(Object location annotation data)
▬▬▬

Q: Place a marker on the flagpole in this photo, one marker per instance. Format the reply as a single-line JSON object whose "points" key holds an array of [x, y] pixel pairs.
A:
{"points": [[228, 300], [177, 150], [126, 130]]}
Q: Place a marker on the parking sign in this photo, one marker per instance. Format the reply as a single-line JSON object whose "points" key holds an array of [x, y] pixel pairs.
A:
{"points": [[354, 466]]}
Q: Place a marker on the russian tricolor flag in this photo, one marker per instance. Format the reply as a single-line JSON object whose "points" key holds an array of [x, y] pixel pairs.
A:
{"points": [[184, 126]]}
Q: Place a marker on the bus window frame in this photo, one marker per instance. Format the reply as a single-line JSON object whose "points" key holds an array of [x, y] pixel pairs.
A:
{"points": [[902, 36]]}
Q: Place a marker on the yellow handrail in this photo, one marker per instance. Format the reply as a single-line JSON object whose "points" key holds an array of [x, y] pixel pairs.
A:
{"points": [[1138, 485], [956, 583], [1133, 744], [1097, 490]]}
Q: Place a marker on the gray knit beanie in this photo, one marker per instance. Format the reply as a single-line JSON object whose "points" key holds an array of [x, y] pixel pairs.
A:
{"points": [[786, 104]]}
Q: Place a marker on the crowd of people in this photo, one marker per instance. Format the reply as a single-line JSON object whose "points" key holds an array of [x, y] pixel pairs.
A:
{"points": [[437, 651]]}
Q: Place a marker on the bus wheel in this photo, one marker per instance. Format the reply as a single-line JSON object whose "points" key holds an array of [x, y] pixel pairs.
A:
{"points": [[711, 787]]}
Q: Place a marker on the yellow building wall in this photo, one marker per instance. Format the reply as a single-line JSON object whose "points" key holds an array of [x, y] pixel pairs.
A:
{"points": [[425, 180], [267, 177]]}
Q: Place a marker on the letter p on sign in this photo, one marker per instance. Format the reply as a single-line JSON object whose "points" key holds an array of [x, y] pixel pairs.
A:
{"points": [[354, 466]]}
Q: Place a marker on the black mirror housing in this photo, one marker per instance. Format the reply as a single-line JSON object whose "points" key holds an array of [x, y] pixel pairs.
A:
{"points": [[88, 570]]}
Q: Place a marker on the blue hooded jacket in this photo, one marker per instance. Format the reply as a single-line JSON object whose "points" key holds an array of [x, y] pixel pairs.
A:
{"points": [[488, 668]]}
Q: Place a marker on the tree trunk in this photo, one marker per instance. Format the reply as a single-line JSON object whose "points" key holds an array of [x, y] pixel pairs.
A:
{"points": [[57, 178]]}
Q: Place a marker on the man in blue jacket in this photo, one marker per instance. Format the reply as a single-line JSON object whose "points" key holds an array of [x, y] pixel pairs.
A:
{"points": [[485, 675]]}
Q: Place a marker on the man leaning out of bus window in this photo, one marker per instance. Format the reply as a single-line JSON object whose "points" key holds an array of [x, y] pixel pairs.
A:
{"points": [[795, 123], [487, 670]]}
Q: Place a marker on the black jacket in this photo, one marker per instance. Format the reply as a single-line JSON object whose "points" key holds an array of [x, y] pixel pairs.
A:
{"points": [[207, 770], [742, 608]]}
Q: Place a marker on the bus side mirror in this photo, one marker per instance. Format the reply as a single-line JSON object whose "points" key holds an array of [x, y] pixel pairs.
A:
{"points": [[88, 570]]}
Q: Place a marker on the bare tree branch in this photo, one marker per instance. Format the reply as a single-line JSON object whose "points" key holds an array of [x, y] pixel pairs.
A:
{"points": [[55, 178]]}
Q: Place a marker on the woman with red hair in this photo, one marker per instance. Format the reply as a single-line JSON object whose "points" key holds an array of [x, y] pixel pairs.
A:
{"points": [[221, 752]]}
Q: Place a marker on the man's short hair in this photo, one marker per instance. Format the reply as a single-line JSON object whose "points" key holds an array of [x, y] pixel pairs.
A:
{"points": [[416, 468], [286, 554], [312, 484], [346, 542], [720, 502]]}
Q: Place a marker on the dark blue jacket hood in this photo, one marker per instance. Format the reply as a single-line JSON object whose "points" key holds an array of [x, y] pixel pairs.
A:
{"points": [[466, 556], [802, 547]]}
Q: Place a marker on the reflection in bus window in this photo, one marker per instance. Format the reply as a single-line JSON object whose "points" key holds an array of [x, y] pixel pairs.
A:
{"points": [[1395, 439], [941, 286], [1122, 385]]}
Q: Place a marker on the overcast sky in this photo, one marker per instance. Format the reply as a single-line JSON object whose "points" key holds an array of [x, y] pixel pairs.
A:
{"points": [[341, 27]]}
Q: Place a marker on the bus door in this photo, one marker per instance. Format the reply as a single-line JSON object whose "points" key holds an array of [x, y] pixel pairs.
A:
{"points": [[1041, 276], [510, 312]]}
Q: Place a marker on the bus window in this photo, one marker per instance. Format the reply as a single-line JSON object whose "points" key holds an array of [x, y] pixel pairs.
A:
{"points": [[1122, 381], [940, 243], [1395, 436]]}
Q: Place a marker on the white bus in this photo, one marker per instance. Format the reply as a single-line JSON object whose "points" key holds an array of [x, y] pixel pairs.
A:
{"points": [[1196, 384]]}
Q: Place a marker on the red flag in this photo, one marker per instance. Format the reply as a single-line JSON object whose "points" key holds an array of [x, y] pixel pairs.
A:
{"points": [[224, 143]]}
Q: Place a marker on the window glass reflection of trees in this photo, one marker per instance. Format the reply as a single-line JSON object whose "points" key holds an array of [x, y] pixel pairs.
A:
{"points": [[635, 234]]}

▬▬▬

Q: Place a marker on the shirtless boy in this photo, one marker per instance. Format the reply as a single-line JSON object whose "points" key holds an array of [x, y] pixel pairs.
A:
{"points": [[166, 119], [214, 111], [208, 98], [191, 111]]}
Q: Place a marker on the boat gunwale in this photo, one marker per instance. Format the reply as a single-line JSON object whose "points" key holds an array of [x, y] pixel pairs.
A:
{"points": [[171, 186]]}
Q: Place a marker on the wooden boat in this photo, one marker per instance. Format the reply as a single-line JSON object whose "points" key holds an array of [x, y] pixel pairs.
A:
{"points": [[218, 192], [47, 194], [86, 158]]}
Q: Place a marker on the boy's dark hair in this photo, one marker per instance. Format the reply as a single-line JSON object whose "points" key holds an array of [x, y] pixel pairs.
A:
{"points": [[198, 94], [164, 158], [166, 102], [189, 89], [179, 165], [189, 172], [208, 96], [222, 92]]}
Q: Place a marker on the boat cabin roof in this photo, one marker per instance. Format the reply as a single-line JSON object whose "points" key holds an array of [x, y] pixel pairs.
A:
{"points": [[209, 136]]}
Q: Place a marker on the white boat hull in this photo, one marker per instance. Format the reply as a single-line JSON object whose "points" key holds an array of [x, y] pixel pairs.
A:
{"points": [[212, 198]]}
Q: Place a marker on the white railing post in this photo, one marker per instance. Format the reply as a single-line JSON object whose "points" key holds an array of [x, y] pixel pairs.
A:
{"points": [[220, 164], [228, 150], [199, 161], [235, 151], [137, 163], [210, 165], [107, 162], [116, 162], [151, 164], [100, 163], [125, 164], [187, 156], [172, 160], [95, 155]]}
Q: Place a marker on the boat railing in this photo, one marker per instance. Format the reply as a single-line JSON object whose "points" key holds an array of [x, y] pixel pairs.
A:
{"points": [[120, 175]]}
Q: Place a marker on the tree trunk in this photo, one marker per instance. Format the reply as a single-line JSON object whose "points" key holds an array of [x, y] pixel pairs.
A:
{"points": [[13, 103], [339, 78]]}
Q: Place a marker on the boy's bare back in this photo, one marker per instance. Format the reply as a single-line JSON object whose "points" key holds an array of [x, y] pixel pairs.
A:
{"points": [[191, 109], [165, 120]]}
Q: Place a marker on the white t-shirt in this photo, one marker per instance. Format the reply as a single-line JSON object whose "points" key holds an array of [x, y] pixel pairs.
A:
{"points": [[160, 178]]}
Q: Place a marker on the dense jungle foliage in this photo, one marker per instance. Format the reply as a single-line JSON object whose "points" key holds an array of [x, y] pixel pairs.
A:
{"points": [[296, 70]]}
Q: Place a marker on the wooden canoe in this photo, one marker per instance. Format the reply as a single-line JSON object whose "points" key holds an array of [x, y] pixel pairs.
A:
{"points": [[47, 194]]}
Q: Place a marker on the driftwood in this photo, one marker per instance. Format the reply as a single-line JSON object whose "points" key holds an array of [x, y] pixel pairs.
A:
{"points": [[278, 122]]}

▬▬▬

*Exercise instructions*:
Pick out and copy every line in the records above that contains the word "railing".

*Written solution*:
Q: Place a marker on the white railing post in this photo, one marker per instance. Format the reply as a single-line JSON object whose "points" key holds an array of [x, y] pixel pairs.
Q: Place a marker on the boat railing in this photo, one marker per instance. Format the reply as a single-line JSON object whose "points" key holds an array of [x, y] pixel pairs.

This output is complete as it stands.